BRIEF A —
In the Arion Bank financial results text below, list every income category named in the paragraph that begins "Operating income amounted to."

READING PASSAGE —
Financial results
Arion Bank reported net earnings of ISK 7.8 billion compared with ISK 14.4 billion in 2017. Return on equity was 3.7% compared with 6.6% in 2017.
Net earnings in 2018 was lower than 2017, particularly due to net financial income as well as other operating income, considerably higher net impairment and the reversal of liability to the Depositors‘ and Investors‘ Guarantee Fund in 2017.
The subsidiary Valitor Holding hf. is classified as operation held for sale from year-end 2018. Comparative figures for the year 2017 have been restated accordingly.
Net earnings
Operating income
Operating income amounted to ISK 46.2 billion compared with ISK 46.9 billion in 2017. Net interest income and Net commission income increased slightly between years, Net insurance income increased significantly but other operating income decreased due to less fair value changes in investment property.

BRIEF B —
Show each line of the rows below that contains the word "paper".

EXTRACTED DATA —
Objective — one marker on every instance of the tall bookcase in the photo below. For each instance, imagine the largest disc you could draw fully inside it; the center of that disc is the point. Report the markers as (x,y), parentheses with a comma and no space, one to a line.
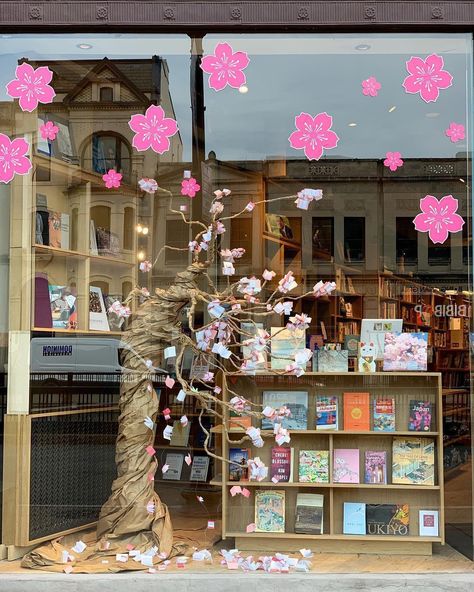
(238,511)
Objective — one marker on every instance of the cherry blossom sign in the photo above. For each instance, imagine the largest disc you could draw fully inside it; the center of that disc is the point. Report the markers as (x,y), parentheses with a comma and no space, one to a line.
(31,86)
(427,77)
(225,67)
(438,217)
(13,159)
(152,130)
(313,134)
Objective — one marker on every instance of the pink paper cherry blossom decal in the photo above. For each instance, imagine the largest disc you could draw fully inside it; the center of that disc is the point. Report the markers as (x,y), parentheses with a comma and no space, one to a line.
(152,130)
(313,134)
(393,160)
(12,158)
(438,218)
(371,87)
(427,77)
(190,187)
(455,132)
(49,131)
(31,86)
(112,179)
(225,67)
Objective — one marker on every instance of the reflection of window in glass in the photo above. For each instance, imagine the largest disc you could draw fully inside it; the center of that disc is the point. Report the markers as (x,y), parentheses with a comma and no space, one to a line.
(323,238)
(406,241)
(354,239)
(439,254)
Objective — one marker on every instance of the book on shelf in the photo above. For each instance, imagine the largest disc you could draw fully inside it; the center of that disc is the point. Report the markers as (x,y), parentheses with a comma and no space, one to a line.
(346,465)
(357,411)
(387,519)
(313,466)
(375,466)
(180,435)
(384,415)
(199,468)
(413,461)
(326,413)
(428,521)
(238,469)
(270,511)
(353,518)
(175,466)
(295,401)
(420,416)
(309,515)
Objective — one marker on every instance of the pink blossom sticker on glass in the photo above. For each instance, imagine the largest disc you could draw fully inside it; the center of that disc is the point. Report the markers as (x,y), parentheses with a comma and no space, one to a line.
(438,217)
(225,67)
(455,132)
(427,77)
(13,159)
(393,160)
(152,130)
(31,86)
(371,87)
(313,135)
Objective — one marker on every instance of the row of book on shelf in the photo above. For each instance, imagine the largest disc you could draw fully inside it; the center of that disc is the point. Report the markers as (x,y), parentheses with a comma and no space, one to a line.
(358,518)
(357,412)
(413,463)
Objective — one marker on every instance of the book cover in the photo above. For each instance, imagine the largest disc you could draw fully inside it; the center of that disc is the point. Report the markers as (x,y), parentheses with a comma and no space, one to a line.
(326,413)
(387,519)
(309,515)
(297,403)
(384,415)
(313,466)
(375,466)
(346,465)
(270,511)
(180,435)
(175,464)
(199,468)
(356,411)
(281,465)
(420,416)
(238,470)
(429,522)
(413,461)
(354,518)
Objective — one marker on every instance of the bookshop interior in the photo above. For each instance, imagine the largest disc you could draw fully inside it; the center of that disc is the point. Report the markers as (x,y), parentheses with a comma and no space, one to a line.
(329,175)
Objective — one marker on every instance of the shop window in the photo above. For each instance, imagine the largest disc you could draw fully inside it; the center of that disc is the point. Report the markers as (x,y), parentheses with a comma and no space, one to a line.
(406,241)
(354,239)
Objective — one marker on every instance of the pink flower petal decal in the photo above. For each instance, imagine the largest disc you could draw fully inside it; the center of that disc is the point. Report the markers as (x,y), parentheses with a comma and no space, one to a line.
(152,130)
(225,67)
(313,135)
(393,160)
(438,218)
(371,87)
(12,158)
(31,86)
(112,179)
(49,131)
(427,77)
(190,187)
(455,132)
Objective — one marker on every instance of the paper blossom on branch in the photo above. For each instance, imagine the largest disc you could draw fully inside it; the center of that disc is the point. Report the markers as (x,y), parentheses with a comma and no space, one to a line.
(49,131)
(438,218)
(225,67)
(313,134)
(427,77)
(112,179)
(152,130)
(31,86)
(13,159)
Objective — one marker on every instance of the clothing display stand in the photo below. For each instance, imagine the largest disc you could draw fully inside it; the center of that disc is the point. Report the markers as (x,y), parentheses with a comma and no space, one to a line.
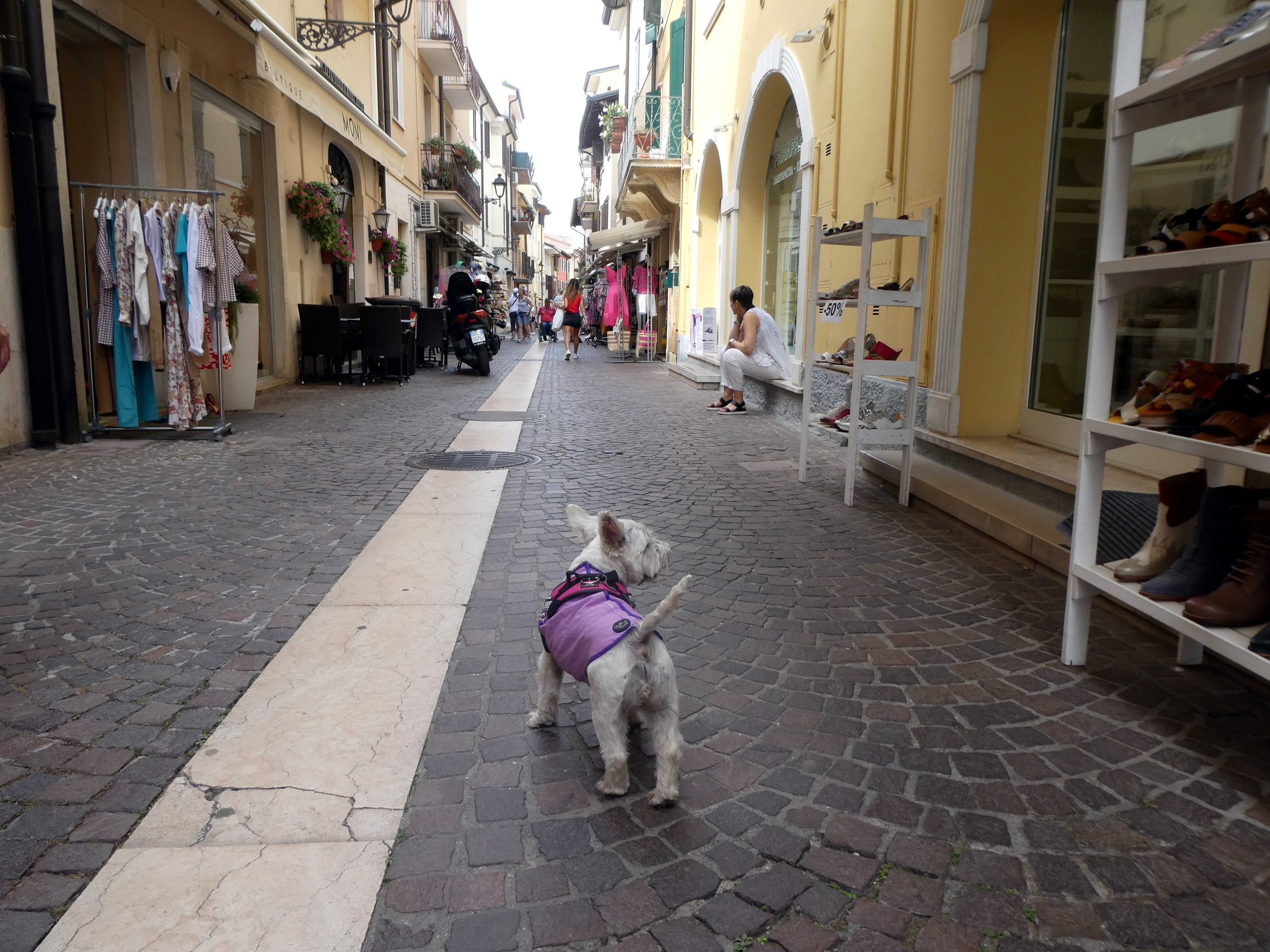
(149,431)
(859,437)
(1232,76)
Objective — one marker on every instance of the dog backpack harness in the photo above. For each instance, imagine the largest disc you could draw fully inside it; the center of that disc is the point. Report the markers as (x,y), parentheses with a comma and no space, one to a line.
(584,617)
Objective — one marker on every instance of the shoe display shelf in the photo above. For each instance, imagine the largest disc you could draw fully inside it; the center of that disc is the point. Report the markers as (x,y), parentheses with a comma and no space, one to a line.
(1234,76)
(858,437)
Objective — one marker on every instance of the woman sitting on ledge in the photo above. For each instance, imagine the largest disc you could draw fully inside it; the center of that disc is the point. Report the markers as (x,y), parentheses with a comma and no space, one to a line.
(755,350)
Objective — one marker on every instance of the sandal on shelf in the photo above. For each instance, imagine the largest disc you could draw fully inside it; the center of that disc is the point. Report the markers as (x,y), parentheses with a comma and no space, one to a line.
(1230,428)
(836,414)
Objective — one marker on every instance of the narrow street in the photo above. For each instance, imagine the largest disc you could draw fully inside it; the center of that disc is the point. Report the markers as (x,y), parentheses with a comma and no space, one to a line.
(883,749)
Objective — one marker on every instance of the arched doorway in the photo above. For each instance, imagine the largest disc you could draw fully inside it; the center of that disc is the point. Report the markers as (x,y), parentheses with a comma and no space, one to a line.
(706,291)
(342,175)
(772,175)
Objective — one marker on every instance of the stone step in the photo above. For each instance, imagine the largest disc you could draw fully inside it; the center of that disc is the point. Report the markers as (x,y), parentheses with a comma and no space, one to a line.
(700,375)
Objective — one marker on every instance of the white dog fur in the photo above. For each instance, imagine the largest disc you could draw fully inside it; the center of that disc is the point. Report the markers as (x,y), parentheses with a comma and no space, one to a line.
(635,679)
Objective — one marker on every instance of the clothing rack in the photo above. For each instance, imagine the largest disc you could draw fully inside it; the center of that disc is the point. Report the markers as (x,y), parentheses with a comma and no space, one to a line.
(148,431)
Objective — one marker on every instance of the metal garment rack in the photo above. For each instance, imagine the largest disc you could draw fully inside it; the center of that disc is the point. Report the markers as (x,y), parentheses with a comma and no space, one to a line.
(151,431)
(1234,76)
(860,438)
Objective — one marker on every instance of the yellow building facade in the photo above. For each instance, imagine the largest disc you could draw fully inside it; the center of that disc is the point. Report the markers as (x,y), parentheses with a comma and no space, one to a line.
(983,112)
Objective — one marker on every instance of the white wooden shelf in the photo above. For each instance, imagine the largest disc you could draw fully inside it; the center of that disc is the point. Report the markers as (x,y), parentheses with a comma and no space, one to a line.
(1232,76)
(877,368)
(1124,275)
(1230,64)
(873,230)
(1248,457)
(1231,644)
(885,230)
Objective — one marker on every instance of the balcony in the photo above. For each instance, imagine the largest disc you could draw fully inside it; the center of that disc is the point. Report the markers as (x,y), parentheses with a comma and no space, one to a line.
(443,49)
(447,180)
(652,157)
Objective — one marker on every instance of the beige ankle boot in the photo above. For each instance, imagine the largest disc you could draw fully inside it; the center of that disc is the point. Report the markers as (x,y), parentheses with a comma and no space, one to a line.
(1175,524)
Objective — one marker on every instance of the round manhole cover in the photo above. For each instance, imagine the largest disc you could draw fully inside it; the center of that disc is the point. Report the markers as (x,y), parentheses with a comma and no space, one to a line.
(500,416)
(472,460)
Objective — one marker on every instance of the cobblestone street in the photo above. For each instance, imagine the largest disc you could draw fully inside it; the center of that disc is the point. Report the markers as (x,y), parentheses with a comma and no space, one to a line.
(143,587)
(883,751)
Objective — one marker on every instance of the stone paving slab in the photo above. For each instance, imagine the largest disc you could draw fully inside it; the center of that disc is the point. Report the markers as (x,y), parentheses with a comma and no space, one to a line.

COMPLETE OUTPUT A —
Net interest income
Net commission income
Net insurance income
Other operating income

COMPLETE OUTPUT B —
Objective — one marker on every instance of the pink paper cherry blossom decal in the photo above. For each instance, imagine the largest disc you could draw fully inside it; the center of that disc is the point. Report the markers as (x,y), parentheses with a comma and no space, one to a line.
Objective — one marker on every instance of the paper blossom on branch in the photo above. For each instance, imagine the largest disc you could draw fully inside it; the center of that disc is the point. Report the markers as (x,y), parentheses with a comma and no space, one to a line.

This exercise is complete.